* begin Document passage *
Harvey
 Has been COTD! | 
| Purred: Sat Dec 4, '10 7:34am PST |  |  |  |  | Obviously, the voices that reach Japan are the noisiest ones, and that can lead someone like me, whose only contact with the U.S. is through cyberspace, to believe that they are in the majority.
Perhaps I have little patience with people who keep repeating the same patently false beliefs over and over without thinking (I may be accused of doing the same thing, but at least my beliefs are unique; I'm not following the status quo) because I live in Japan. The Japanese have a tendency to repeat things they've heard, no matter how idiotic. Perhaps over half of the Japanese population believe that they are the only country in the world with four seasons.
OK, that was OT.
As for getting a purebred cat to get around your landlord--your response was a hoot. Now that I think of it, anybody who is spending hundreds or thousands of dollars for a cat either lives in a place where cats are allowed or owns their own home. Actually, buying a purebred cat as a way to get around landlords IS something people do in Japan. This could be another reason why buying a cat at a pet store is popular--no checking whether the customer is allowed to have pets.
As a breeder, I'm supposed to ascertain if a client lives in a place where pets are allowed (still rare in the case of rental housing), but like most breeders, I just take the client's word for it. In theory, rescue groups are much more fussy, although again, when I was looking for a rescue cat, I found that no one asked to see my lease.
I lived for twenty years in a place where I wasn't allowed to keep pets, but my landlord didn't live on the premises and my cats didn't go outside, so no one ever found out. If they had, I would have moved to a place where pets were okay. I did move to such a place eventually anyway. My cats then were moggies that I had inherited from a friend, and later, cats from my vet's place. He knew that I wasn't allowed to have pets in my apartment, but a lot of people keep pets anyway.
* end Document passage *
* begin Data excerpt *
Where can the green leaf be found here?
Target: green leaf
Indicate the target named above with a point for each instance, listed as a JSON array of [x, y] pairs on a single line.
* end Data excerpt *
■ What is asked:
- A) According to the forum post about keeping cats in Japan, for how long did the writer live in a place where pets were not allowed?
- B) Write out the forum post about keeping cats in Japan word for word, starting with "I lived for" and going on through "keep pets anyway.".
- C) Carry the forum post about keeping cats in Japan forward from its last sentence.

■ Answer list:
- A) Twenty years.

- B)
I lived for twenty years in a place where I wasn't allowed to keep pets, but my landlord didn't live on the premises and my cats didn't go outside, so no one ever found out. If they had, I would have moved to a place where pets were okay. I did move to such a place eventually anyway. My cats then were moggies that I had inherited from a friend, and later, cats from my vet's place. He knew that I wasn't allowed to have pets in my apartment, but a lot of people keep pets anyway.

- C)
And yes, this is another area where breeders can be considered irresponsible. The clients I've worked with so far have all either lived in houses or in apartments and already had a pet, so I figured they were legitimate. When I advertised my kittens, I got a lot of responses, and weeded out the obvious loonies from the people who seemed legit. In fact, all the people I ended up selling my cats to were extremely nice. Some came with their spouse or family. Some brought me gifts, the way it's done in Japan.
Which brings up another issue: buying pets online. Famous catteries may get away with having a waiting list for their pets, but most catteries have to advertise. This used to be in cat fancy magazines; now the Internet is the main advertising medium, whether you advertise your cats on your cattery's website, or through a cat breeder group site. I still don't have my own website (anybody wanna design one for me?), so I use the latter. The site I use is the one my own breeder used, and it's the way I found Harvey. Even breeders who have their own website will advertise on other sites as well, just to make sure that their cats have a better chance of getting sold. The site forwards e-mail from prospective buyers to the seller. This e-mail takes the form of a questionnaire that asks questions like where the person lives, whether they are allowed to have pets, and a place where the prospective buyer can write about what they want in a pet, etc. Some of the prospective buyers are obvious loonies, so you don't respond to them. I prefer people who live in or near Tokyo so that I can meet the clients and have the clients meet the cats. This last is left entirely up to the breeder. In theory, the law requires that there is a meeting between breeder and client, but no one checks. My own breeder had no qualms about shipping off cats without meeting the new owners. I have shipped cats myself, but only to people who I knew either through cat shows or through other breeders. This is sort of a grey area. There's nothing intrinsically wrong with advertising over the Internet, but shipping a cat without meeting the owner can be thought of as irresponsible. On the other hand, the breeders who advertise on the site that I do are not sleazy fly by nights who take the money and don't deliver. The site requires documentation that you are a legitimate breeder, and if you do anything dishonest, you can be reported to the local government and have your license revoked. The problem isn't clients not getting the cat they paid for, but anyone who is willing to have a cat shipped to them sight unseen is (I've heard--I've never had this problem) without legal recourse if they don't like the cat once it arrives. Obviously, if the cat is different from the one advertised, or sick, that's a different matter.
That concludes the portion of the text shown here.